# Single, loud 'POP' - Trying to identify



## FrodoOne (Mar 4, 2016)

Why do you think that it was "electrical" and what were the weather conditions at the time?


----------



## KentStater (Jan 24, 2018)

FrodoOne said:


> Why do you think that it was "electrical" and what were the weather conditions at the time?


Weather: very light, lake-effect snow. No wind.

The reason I think electrical is that I can't figure any other logical thing that would make a loud, hollow sound. It really sounded a lot like when a light bulb burns out with gusto. I've run a bunch of possibilities through my head.

The area where it occurred is carpet and bed. All soft, quiet material, excluding a side table. Nothing fell off (to my knowledge) I tried to recreate the sound with the few things and couldn't get close.

Everyone is sure it occurred in the room (on a 2nd floor). I ran the possibility that something smacked into our siding outside. I can imagine throwing a rock off of our siding might mimic the sound, but a single rock-throw from a hooligan at 6:30 a.m., in the dark, in the cold and snow, in an isolated area, is highly unlikely. (and nothing was laying on our deck) And I know what our siding popping and shifting with the temperature sounds like and it's not that loud.

Believe me. I'm an overthinker so I've stared at the area and tried to think of what it could be. (maybe a tiny meteorite hit our siding...see. Overthinker.)


----------



## Guap0_ (Dec 2, 2017)

I'm with Frodo. It may not have been electrical. The only way that it might have been the laptop is if the laptop is set on a table cloth, or something else that would prevent it from breathing. The vent is on the bottom.


----------



## joed (Mar 13, 2005)

It could have been the surge protector blowing off a surge.


----------



## KentStater (Jan 24, 2018)

joed said:


> It could have been the surge protector blowing off a surge.

- _YOUR GOAL_:
Summarize the forum thread about the loud pop in two sentences. None of the rows is needed for this work.

[Records drawn from a data source]
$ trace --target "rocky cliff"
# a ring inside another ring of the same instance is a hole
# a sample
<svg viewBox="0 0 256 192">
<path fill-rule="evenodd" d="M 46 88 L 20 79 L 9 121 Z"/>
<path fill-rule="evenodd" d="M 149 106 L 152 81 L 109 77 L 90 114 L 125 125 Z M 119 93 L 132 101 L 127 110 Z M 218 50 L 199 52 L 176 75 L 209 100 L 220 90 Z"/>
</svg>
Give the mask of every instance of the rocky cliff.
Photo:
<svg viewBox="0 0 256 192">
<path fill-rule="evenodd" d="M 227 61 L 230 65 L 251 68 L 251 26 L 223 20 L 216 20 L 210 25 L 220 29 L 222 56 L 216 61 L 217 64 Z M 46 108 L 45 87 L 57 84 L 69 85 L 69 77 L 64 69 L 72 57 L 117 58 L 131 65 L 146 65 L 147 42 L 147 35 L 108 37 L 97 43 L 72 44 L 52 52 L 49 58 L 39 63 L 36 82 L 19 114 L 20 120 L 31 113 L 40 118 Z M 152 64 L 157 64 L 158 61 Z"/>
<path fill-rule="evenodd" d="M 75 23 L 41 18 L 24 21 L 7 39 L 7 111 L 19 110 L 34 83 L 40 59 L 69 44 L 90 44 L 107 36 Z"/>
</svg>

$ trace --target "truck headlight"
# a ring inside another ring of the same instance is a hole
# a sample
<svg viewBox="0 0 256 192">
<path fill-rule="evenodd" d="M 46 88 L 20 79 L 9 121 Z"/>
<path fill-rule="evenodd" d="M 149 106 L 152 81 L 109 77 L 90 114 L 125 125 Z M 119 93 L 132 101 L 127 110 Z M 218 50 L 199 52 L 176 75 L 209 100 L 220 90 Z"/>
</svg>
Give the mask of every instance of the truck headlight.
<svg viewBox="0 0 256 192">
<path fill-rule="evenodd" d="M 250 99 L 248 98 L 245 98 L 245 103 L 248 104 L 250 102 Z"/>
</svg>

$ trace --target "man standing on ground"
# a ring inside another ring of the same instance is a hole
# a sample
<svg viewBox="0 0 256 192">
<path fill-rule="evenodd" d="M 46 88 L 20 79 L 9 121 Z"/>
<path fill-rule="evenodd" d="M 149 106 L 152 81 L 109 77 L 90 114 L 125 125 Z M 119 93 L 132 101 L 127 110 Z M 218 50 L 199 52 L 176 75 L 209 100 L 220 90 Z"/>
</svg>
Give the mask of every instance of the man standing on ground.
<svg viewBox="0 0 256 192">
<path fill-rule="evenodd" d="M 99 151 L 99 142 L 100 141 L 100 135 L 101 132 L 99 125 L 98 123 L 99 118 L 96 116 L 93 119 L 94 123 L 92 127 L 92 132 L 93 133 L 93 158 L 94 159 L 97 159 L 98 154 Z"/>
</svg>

- _ANSWER TO THE EXERCISE_:
KentStater attributes a single loud, hollow pop in a second-floor room to something electrical, and FrodoOne questions that explanation and asks about the weather. KentStater reports very light lake-effect snow with no wind, likens the sound to a light bulb burning out, and dismisses a rock thrown against the siding as highly unlikely, while other replies suggest the noise may not have been electrical or may have come from a surge protector blowing off a surge.